-- Work to complete --
Say the data back exactly as it is written below.

-- Provided records --
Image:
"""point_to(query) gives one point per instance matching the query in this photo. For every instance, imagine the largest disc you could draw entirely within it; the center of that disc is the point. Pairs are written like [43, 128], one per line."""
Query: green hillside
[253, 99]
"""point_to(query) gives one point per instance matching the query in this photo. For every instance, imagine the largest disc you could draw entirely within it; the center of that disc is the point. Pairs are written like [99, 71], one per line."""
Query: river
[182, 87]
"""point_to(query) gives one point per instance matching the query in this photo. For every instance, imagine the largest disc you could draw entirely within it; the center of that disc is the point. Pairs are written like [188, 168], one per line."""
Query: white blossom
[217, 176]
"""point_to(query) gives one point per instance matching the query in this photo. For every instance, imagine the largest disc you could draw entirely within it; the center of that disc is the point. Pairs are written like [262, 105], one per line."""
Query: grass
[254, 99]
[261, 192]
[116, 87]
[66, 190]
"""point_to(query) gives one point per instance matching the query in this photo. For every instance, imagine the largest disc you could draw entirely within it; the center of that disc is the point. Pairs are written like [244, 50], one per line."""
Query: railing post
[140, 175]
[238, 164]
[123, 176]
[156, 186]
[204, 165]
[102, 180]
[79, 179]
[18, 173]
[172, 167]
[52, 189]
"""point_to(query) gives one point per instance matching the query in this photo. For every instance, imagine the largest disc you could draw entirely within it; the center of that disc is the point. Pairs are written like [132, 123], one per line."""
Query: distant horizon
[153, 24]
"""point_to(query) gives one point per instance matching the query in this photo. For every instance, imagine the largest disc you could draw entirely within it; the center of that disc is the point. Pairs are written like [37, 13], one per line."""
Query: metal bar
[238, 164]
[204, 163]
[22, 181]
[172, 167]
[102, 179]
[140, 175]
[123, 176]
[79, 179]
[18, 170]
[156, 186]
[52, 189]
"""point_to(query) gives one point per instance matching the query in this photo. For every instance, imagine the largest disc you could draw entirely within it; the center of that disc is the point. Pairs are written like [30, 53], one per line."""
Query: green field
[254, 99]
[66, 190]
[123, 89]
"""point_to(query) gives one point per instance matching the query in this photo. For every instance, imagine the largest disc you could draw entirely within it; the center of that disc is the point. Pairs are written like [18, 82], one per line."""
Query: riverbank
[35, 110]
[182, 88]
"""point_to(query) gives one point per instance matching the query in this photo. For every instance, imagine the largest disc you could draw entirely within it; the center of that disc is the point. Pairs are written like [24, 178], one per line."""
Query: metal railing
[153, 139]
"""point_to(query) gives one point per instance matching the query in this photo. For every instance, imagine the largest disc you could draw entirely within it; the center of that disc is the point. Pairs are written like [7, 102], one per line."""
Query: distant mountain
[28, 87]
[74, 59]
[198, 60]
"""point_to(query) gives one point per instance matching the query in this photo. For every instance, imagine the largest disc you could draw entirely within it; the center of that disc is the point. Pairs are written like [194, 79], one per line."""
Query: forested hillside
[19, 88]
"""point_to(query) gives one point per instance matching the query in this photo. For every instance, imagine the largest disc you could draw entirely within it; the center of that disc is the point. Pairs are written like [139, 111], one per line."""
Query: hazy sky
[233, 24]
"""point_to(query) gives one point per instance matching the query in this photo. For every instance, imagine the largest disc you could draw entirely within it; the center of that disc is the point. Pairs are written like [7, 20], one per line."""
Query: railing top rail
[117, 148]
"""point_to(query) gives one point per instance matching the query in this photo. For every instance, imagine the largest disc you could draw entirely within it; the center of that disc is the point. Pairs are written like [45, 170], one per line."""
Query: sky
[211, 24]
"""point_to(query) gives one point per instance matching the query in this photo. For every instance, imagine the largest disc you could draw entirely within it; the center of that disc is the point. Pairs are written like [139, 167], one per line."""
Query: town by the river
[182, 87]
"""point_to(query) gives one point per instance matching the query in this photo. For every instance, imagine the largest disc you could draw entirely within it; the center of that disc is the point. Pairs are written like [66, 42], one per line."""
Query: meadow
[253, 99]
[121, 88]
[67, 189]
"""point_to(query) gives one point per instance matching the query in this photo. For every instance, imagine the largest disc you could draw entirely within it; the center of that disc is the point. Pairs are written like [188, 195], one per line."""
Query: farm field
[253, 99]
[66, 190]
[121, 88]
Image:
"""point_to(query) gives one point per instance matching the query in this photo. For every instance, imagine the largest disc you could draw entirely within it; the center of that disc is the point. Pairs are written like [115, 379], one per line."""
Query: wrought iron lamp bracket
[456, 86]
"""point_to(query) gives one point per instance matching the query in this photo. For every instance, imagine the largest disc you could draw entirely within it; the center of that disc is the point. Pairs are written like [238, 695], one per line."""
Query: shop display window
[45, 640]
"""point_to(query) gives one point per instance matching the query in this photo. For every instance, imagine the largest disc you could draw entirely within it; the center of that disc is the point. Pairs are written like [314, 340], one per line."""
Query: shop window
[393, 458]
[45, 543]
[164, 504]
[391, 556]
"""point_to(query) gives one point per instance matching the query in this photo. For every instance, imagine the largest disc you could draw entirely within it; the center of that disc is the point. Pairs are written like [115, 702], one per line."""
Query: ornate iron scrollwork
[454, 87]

-- Solution for this exercise --
Image:
"""point_to(query) gives one point per instance matching the query in this photo. For every instance, imagine the largest disc you could draw entirely within it; the center of that disc is the point. Pairs are written like [43, 128], one per line."""
Query: green hillside
[253, 99]
"""point_to(query) gives one point per instance matching the query in this photo. For every instance, imagine the largest disc you could draw entirely within it; the center of that disc is the point. Pairs are written like [99, 71], one per line."""
Query: river
[182, 87]
"""point_to(query) gives one point per instance matching the query in this photo. For every instance, imagine the largest disc you could draw entirely within it; the center of that disc is the point. Pairs are written like [188, 168], one per line."""
Query: white blossom
[217, 176]
"""point_to(query) gives one point per instance matching the query in this photo. For every instance, imagine the largest disc you could draw entirely within it; the center of that disc is the point. Pairs are written like [262, 105], one per line."""
Query: grass
[254, 99]
[261, 192]
[116, 87]
[66, 190]
"""point_to(query) gives one point per instance matching the query in this photo. For every instance, imagine the largest disc you could draw entirely within it; the center of that disc is the point. Pairs are written like [244, 50], one per line."""
Query: railing post
[140, 175]
[238, 164]
[123, 176]
[156, 186]
[204, 165]
[102, 180]
[79, 179]
[18, 173]
[172, 167]
[52, 189]
"""point_to(query) gives one point per instance matching the query in this photo. For every instance, imagine the largest disc you could draw entirely within it; the center of that disc is the point. Pairs are written like [132, 123], one per line."""
Query: distant horizon
[153, 24]
"""point_to(query) gives one point per instance matching the query in this photo. For every instance, imagine the largest disc you could draw entirely within it; the center of that disc is the point. Pairs are written like [37, 13], one per line."""
Query: metal bar
[238, 164]
[204, 163]
[22, 181]
[172, 167]
[102, 179]
[140, 175]
[123, 176]
[79, 179]
[18, 170]
[156, 186]
[52, 189]
"""point_to(query) gives one point per instance matching the query in this photo. For every instance, imagine the largest disc you could draw entirely within it; the center of that disc is the point. Pairs are written like [30, 53], one per line."""
Query: green field
[254, 99]
[66, 190]
[123, 89]
"""point_to(query) gives one point per instance matching the query in this photo. For every instance, imagine the largest disc you could draw entirely within it; the center of that disc is the point. Pairs are written like [18, 82], one per line."""
Query: riverbank
[35, 110]
[182, 88]
"""point_to(query) gives one point per instance matching the query in this photo. For every instance, imagine the largest disc you could draw entirely within it; the center of that disc is the point. Pairs are written like [24, 178], one per line."""
Query: metal railing
[153, 139]
"""point_to(query) gives one point per instance matching the query in this photo. For every instance, imagine the largest disc you could draw entirely within it; the center of that disc is the point. Pairs are written like [7, 102], one per line."""
Query: distant mountain
[28, 87]
[74, 59]
[198, 60]
"""point_to(query) gives one point per instance matching the query in this photo. For every instance, imagine the largest disc you could draw entirely within it; the center of that disc is the point. Pairs are written like [194, 79], one per line."""
Query: forested hillside
[19, 88]
"""point_to(query) gives one point per instance matching the query in this photo. For every instance, imagine the largest disc you could draw entirely within it; the center of that disc is the point. Pairs are written like [139, 111], one per line."""
Query: hazy sky
[233, 24]
"""point_to(query) gives one point per instance matching the query in this photo. For every instance, imagine the largest disc you could draw entirely within it; the center of that disc is the point. Pairs are written like [7, 20], one per line."""
Query: railing top rail
[117, 148]
"""point_to(query) gives one point per instance matching the query in this photo. For every instance, imagine the largest disc you could draw entirely within it; the center of that disc is the point. Pairs are written like [45, 170], one per line."""
Query: sky
[211, 24]
"""point_to(query) gives one point per instance matching the query in this photo. For every instance, imagine the largest disc you could draw entirely within it; the center of that disc is the point. Pairs are written like [139, 167], one per line."""
Query: town by the river
[182, 87]
"""point_to(query) gives one point per instance matching the query in this photo. For every instance, imagine the largest disc you could draw entirely within it; the center of that disc is the point. Pairs are written like [66, 42], one per line."""
Query: meadow
[253, 99]
[121, 88]
[67, 189]
"""point_to(query) gives one point per instance matching the query in this photo. For every instance, imagine the largest disc you could draw entirely within it; the center of that disc is the point. Pairs are written like [188, 195], one per line."""
Query: farm field
[253, 99]
[66, 190]
[121, 88]
Image:
"""point_to(query) gives one point per instance matching the query in this photo. For every instance, imagine the largest disc you could draw entirely within it; the center of that disc is the point. Pairs are written like [115, 379], one per line."""
Query: wrought iron lamp bracket
[456, 86]
"""point_to(query) gives one point per instance matching the query in this photo. For every instance, imagine the largest disc you could draw entirely within it; the center of that disc is the point. Pairs are written like [238, 695], one per line."""
Query: shop display window
[45, 640]
"""point_to(query) gives one point per instance matching the query in this photo. For every instance, imagine the largest disc you could draw entirely within it; the center of that disc is the point. Pairs are written like [314, 340], one per line."""
Query: shop window
[393, 458]
[45, 543]
[164, 504]
[391, 556]
"""point_to(query) gives one point per instance matching the query in this photo. For every instance, imagine the largest disc you could draw entirely within it; the center of that disc is the point. Pairs are written like [115, 702], one per line."""
Query: ornate iron scrollwork
[454, 87]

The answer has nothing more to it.